-------- Extract --------

Moment of Inertia of Triangular loop made of rods only about an axis passing through one of the vertex and in the plane of loop parallel to the base

Question

This question is from electrodynamics although I am stuck in the mechanics part here.

$AB$,$BC$,$CA$ are wires/rods, we needed to calculate Moment of Inertia(MOI) about an axis $xx'$ parallel to BC and in the plane of loop, each wire/rod is of mass $m$ and length $l$.

I tried calculating MOI about the centroid i.e center of mass(COM), and then using parallel axes theorem, the distance between side and centroid is d = $\frac{l}{2 \sqrt3}$ so calculating MOI perpendicular to the plane about COM would be 3($\frac{ml^2}{12}$ + $md^2$). Now using perpendicular axes theoram $I_x$ + $I_y$ = $I_z$, here I know $I_y$ would be equals $\frac {ml^2}{12}$ but how do I calculate $I_x$?

Should I use this approach or is there any other approach for this?

The answer given is $\frac{5ml^2}{4}$.

Any help would be appreciated

Answer 1

Look at the Fig.

--------

▶ **What to work on**:
(a) Summarize the thread in two sentences.
(b) Reproduce the part of the thread starting with "I tried calculating" and going on through "at the Fig.".
The lines after the thread are separate material.

-------- Raw data --------

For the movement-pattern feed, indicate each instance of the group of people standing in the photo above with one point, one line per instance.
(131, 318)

--------

▶ **Expected outputs**:
(a) The asker needs the moment of inertia of a triangular loop made of three rods, each of mass m and length l, about an axis xx' that lies in the plane of the loop and runs parallel to BC. They tried finding it about the centroid and then using the parallel and perpendicular axes theorems, but they are stuck on how to get I_x; the given answer is 5ml²/4.

(b)
I tried calculating MOI about the centroid i.e center of mass(COM), and then using parallel axes theorem, the distance between side and centroid is d = $\frac{l}{2 \sqrt3}$ so calculating MOI perpendicular to the plane about COM would be 3($\frac{ml^2}{12}$ + $md^2$). Now using perpendicular axes theoram $I_x$ + $I_y$ = $I_z$, here I know $I_y$ would be equals $\frac {ml^2}{12}$ but how do I calculate $I_x$?

Should I use this approach or is there any other approach for this?

The answer given is $\frac{5ml^2}{4}$.

Any help would be appreciated

Answer 1

Look at the Fig.